= 2006 Russian ban of Moldovan and Georgian wines =

A Komsomolskaya Pravda poster reads in Russian: "Respect Yourself and the Motherland — DON'T DRINK Georgian Wine!" (May 5, 2006)

The 2006 Russian import ban of Moldovan and Georgian wines began in late March 2006 and created a diplomatic conflict between the Republic of Moldova and Georgia on the one hand and Russia on the other. Wine trade with Russia was responsible for 80-90% of the total wine exports in both countries.

The Chief Sanitary Inspector of Russia Gennadiy Onishchenko claimed that heavy metals and pesticides had been found in Georgian and Moldovan wines and that they were falsified alcoholic products labeled as wines. The Russian Consumer Agency claimed that it had examined 21 sorts of Georgian wine sold in Moscow and concluded that 85.7% did not comply with sanitary requirements. Pesticides were supposedly discovered in 60% samples of Moldovan and 44% samples of Georgian wine. However, the Moldovans claimed that no proof was provided by the Russians and that dozens of countries across the world imported Moldovan wines without any reported problems. Moldova argued that the ban amounted to economic blackmail. Seven Georgian wineries were later closed down after the government revision revealed that they had produced falsified wine.
####
Things to do.
1) Write out the passage on the 2006 wine ban word for word, starting with "A Komsomolskaya Pravda" and going on through "in both countries.".
2) Resume the passage on the 2006 wine ban, carrying it on from its final sentence.

(Location annotation dataset excerpts)
####
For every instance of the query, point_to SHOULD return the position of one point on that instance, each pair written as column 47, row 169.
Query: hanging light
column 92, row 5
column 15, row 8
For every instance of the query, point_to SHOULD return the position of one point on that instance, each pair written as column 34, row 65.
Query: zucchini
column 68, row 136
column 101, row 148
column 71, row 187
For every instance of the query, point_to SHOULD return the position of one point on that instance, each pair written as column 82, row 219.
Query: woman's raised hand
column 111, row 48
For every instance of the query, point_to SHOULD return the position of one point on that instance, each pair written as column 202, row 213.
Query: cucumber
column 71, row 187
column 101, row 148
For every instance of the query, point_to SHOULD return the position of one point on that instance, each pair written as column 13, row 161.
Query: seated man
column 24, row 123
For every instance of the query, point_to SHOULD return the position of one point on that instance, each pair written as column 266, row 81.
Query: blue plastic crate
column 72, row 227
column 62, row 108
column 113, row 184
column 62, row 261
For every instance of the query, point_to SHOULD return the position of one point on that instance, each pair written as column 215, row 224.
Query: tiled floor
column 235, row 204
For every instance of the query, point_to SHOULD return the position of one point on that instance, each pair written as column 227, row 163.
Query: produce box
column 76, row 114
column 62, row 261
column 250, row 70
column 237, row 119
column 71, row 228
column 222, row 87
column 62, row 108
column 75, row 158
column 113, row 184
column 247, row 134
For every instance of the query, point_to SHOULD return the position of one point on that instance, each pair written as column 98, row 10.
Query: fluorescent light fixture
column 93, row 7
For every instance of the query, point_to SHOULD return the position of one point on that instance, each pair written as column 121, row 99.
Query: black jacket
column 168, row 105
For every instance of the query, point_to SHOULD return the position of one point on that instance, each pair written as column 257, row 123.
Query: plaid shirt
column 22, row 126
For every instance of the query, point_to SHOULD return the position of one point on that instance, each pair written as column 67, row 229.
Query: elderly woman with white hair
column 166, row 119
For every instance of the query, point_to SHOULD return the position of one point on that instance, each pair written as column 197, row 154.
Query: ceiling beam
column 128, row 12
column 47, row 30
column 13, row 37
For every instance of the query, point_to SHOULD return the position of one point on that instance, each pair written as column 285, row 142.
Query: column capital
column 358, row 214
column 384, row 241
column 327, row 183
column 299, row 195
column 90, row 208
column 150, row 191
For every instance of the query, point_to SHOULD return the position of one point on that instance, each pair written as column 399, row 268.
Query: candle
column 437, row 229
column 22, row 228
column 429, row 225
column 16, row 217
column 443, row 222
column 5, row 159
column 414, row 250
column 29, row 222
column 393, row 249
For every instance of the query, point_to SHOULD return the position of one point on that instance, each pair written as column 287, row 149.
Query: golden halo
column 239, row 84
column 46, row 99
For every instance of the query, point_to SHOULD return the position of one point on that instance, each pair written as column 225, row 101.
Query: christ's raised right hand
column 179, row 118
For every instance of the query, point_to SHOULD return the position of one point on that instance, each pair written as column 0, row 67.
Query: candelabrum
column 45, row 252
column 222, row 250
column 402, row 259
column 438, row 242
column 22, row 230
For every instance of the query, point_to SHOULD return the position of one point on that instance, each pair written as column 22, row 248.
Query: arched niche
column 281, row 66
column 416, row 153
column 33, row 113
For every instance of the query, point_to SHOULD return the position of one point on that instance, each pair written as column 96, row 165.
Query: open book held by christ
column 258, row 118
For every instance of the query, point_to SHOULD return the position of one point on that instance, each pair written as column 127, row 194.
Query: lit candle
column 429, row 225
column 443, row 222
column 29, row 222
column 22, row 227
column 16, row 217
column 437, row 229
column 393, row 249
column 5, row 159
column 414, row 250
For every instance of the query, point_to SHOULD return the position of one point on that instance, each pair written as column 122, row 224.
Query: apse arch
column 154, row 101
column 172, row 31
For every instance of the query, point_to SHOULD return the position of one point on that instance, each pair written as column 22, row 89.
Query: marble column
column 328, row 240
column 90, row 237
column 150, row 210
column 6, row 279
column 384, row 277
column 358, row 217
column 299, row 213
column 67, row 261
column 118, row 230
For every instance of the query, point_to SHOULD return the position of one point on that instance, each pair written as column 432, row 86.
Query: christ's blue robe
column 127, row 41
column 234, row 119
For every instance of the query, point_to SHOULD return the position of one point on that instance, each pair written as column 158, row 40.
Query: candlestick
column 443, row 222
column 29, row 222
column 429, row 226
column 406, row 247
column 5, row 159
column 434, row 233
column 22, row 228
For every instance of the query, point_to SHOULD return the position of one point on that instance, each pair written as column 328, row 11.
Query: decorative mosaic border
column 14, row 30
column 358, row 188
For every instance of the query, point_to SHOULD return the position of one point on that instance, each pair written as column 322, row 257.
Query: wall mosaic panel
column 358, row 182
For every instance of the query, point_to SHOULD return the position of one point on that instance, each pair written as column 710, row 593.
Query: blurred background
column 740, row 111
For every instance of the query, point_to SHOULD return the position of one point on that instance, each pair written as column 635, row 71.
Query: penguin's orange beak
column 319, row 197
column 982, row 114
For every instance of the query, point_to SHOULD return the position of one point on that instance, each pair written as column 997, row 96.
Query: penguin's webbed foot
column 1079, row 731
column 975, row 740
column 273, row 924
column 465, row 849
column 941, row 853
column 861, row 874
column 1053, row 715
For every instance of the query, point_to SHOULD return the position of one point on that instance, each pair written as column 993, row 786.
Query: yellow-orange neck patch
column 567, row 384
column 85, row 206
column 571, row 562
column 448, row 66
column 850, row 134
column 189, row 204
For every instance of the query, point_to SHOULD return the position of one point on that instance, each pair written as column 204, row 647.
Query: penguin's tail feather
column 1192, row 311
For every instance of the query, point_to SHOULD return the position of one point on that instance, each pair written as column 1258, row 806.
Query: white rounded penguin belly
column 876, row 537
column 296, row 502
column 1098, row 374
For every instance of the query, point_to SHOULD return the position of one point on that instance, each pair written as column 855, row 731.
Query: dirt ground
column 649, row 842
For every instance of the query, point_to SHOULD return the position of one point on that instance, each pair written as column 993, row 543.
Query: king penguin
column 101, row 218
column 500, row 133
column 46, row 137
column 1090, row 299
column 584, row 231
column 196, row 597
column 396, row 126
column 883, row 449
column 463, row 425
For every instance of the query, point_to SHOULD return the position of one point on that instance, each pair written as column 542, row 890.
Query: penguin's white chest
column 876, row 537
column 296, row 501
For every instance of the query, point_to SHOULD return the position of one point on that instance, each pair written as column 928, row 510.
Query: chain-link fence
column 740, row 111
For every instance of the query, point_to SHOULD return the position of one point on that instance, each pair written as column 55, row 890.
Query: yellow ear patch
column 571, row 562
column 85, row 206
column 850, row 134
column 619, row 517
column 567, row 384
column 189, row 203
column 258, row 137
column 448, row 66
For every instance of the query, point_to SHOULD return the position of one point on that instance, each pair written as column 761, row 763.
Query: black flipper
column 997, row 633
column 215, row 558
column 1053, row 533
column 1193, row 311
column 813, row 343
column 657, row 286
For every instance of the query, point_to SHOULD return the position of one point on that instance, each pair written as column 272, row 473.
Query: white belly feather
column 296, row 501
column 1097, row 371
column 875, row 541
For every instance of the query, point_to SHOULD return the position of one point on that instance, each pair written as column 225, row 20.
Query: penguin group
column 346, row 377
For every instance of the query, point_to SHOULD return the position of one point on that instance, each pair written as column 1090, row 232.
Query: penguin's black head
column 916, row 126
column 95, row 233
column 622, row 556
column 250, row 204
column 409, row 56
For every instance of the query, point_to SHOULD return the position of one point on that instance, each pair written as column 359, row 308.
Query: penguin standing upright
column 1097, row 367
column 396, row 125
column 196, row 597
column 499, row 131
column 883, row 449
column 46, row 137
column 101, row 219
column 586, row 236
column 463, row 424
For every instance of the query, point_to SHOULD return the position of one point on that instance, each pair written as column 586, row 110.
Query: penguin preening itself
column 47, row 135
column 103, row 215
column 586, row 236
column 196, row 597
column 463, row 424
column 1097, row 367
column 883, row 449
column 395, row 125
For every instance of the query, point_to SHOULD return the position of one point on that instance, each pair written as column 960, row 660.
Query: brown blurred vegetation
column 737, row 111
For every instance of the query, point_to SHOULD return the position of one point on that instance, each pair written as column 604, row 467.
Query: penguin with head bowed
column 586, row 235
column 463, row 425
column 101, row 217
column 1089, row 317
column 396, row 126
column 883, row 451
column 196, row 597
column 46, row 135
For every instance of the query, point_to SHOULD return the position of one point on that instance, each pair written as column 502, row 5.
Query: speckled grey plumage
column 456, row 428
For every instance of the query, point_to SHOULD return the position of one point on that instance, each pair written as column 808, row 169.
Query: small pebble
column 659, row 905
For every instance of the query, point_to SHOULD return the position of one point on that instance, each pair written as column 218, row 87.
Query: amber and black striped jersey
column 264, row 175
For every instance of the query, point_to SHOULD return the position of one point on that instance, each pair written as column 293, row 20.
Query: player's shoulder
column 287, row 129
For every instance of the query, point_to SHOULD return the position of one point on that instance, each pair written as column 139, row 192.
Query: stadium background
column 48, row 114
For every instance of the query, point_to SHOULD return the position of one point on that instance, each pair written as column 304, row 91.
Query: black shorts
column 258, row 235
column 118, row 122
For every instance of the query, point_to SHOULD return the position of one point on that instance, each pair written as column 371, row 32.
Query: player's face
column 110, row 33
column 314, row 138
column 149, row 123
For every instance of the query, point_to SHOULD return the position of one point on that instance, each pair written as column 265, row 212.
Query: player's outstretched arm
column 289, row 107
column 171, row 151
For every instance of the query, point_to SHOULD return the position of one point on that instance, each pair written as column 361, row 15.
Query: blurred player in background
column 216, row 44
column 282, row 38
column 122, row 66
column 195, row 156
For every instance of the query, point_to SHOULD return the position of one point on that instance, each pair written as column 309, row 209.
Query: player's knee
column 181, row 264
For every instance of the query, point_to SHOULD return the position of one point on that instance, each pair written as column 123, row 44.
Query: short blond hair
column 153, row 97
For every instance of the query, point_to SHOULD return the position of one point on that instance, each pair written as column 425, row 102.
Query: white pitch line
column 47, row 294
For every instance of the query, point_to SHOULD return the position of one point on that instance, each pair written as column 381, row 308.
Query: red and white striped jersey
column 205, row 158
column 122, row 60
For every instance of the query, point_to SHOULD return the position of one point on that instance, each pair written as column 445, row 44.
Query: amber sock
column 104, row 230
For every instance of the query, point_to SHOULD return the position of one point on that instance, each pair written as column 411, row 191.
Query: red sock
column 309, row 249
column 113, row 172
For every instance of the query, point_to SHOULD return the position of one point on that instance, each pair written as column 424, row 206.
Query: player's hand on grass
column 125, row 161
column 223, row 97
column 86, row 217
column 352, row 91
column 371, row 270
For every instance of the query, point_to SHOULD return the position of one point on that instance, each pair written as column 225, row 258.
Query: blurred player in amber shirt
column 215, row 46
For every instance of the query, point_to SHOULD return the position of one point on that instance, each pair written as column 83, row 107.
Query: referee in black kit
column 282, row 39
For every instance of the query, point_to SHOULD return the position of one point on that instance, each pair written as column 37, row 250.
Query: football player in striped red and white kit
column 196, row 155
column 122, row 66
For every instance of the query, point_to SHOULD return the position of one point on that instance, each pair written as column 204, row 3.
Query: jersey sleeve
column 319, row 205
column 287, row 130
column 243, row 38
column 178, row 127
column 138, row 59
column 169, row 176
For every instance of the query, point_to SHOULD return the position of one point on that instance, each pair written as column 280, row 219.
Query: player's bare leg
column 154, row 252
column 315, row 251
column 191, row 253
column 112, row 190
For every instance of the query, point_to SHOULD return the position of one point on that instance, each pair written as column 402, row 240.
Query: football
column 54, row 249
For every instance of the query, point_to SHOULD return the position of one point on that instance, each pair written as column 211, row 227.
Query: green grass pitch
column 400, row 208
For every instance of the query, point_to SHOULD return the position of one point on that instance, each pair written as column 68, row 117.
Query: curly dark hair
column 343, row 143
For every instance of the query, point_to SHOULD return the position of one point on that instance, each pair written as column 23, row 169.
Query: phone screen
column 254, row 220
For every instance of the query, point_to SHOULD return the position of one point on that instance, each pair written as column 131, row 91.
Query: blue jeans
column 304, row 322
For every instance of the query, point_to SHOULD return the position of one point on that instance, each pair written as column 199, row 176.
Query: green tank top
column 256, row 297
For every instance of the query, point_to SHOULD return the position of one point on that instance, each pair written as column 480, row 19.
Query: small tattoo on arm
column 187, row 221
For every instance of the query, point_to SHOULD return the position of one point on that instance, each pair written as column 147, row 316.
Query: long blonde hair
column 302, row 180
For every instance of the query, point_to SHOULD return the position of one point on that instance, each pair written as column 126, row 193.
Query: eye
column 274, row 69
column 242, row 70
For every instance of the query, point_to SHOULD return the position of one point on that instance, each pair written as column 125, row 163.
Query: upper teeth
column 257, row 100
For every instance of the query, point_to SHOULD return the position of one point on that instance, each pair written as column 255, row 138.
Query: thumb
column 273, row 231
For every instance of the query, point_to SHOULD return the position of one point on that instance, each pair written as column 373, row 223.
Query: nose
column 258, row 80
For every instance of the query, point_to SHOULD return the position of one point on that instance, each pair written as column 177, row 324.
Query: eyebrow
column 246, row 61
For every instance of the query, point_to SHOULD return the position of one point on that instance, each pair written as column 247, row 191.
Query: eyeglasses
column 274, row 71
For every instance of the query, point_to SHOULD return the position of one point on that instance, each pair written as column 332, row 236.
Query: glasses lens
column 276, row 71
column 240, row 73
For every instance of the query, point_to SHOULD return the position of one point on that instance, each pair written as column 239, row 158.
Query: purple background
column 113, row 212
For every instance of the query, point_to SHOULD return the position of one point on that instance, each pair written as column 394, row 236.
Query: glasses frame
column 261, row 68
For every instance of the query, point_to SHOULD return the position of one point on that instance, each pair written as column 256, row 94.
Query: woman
####
Answers to each task.
1)
A Komsomolskaya Pravda poster reads in Russian: "Respect Yourself and the Motherland — DON'T DRINK Georgian Wine!" (May 5, 2006)

The 2006 Russian import ban of Moldovan and Georgian wines began in late March 2006 and created a diplomatic conflict between the Republic of Moldova and Georgia on the one hand and Russia on the other. Wine trade with Russia was responsible for 80-90% of the total wine exports in both countries.

2)
In May 2006, Georgian Defense Minister Irakli Okruashvili stated that "many [Georgian] wine producers exported falsified wine to Russia, because Russia is a market where you can sell even turds". Okruashvili thought that Russia's decision to ban the import of Georgian wines "was not a surprise" for Tbilisi.

Russia accounted for 80% of Georgian wine sales, and the ban was a major blow to the industry. Georgian producers swiftly admitted that wines were regularly faked. Prior to the ban, the Georgian government closed down several testing laboratories in Georgia, and several wineries were made to dump their product. Seven Georgian wineries were closed down after the government revision revealed that they had produced falsified wine. Production of falsified wine in Georgia for the rapidly expanding Russian market had been "big business for the last decade" according to the press.

The ban on wine imports came at a time of worsening relations between the countries. The differences involved the Rose Revolution and pro-NATO/pro-EU moves in Georgia and a divergence of the Russian and Moldovan positions regarding the future of Transnistria. A year earlier, the Russian Duma had demanded a ban on Moldovan wine imports, because Moldova was considered to pursue anti-Russian policies.

EU's external relations commissioner Benita Ferrero-Waldner stated that the EU was worried about what she called an "embargo" against Moldova, but the EU couldn't take any measures since Russia was not a member of the World Trade Organization.
The president of NATO Parliamentary Assembly Pierre Lellouche also said that he was deeply concerned about the Russian ban on Georgian products.

From 5 May to 6 May 2006, the Russian government also banned the import of Borjomi (Боржоми, ბორჯომი) and Nabeglavi (Набеглави, ნაბეღლავი), two popular brands of Georgian mineral water.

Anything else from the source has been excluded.